Do this
Rewrite the items below from the line containing "Check that each instance of the gray pavement" down to the end of the items, replacing "trousers" with "pants" and changing nothing else. Leave the pictures out of your answer.

Stored rows

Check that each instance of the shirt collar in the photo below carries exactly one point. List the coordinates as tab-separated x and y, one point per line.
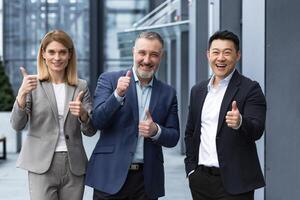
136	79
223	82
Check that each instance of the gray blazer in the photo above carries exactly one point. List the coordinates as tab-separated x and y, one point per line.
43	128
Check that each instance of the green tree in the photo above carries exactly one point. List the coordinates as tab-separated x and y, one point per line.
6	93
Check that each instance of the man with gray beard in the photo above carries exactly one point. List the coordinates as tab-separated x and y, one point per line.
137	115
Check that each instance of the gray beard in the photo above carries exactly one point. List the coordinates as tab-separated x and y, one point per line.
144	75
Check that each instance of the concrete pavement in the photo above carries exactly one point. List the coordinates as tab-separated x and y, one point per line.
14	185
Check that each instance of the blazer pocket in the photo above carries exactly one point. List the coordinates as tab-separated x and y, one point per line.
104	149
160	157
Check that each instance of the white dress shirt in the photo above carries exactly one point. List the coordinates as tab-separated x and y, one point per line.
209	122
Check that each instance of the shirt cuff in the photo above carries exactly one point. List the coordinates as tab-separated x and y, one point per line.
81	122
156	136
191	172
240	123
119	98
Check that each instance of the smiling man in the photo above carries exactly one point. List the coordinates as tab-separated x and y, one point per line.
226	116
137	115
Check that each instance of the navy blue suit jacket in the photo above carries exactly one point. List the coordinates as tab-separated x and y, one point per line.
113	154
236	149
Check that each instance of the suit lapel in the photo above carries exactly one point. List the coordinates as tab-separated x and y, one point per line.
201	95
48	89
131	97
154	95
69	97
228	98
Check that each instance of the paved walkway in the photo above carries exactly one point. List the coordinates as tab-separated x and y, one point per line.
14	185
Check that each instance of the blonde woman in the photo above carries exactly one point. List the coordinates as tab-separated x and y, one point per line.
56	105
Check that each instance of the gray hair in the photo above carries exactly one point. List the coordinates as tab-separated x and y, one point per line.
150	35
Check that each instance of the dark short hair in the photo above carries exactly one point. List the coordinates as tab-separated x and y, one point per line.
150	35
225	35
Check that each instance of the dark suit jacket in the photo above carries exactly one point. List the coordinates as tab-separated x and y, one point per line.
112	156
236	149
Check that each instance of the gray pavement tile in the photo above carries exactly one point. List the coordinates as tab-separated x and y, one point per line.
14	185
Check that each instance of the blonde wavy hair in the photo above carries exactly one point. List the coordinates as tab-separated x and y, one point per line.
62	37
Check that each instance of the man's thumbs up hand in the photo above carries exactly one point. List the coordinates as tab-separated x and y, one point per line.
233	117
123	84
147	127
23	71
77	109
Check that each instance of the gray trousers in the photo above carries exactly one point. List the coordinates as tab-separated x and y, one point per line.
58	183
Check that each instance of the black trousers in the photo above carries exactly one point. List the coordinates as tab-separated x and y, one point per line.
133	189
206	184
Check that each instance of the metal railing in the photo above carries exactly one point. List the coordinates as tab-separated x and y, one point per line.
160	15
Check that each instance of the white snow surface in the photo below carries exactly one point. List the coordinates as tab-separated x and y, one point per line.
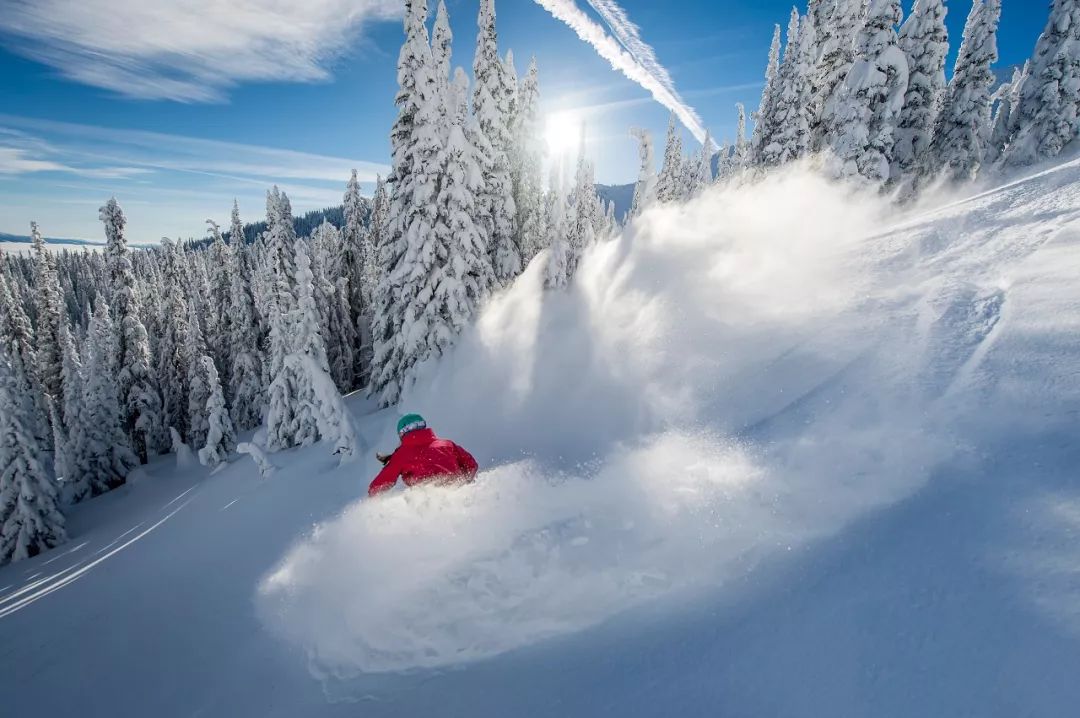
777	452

Exercise solution
Check that each instance of the gray pavement tile in the photo above carries exactly one point. List the coordinates as tab-separated x and y, one point per line.
14	185
Check that each instance of the blonde wavy hair in the photo above carries exactly one point. List the coordinates as tab-separated x and y, one point per line.
62	37
Check that each instance of the man's thumbs up hand in the photo above carries exactly one point. List the coordinates as tab-separated x and y, one point per line.
233	117
123	84
147	127
23	71
77	109
Check that each instance of the gray pants in the photo above carries exactly one point. List the coordinates as tab-separated x and y, one point per line.
58	183
Check that each instance of the black pants in the photo above carries exactly one point. List the coordinates as tab-separated x and y, one point per line.
133	189
206	184
Check that each instance of the metal railing in the photo above carries exactly one point. List the coordinates as tab-separated x and y, one point per line.
160	15
Check that each instance of the white snow surface in the photo below carries exactly one point. List the coordinates as tab-separated x and y, one point per line.
777	452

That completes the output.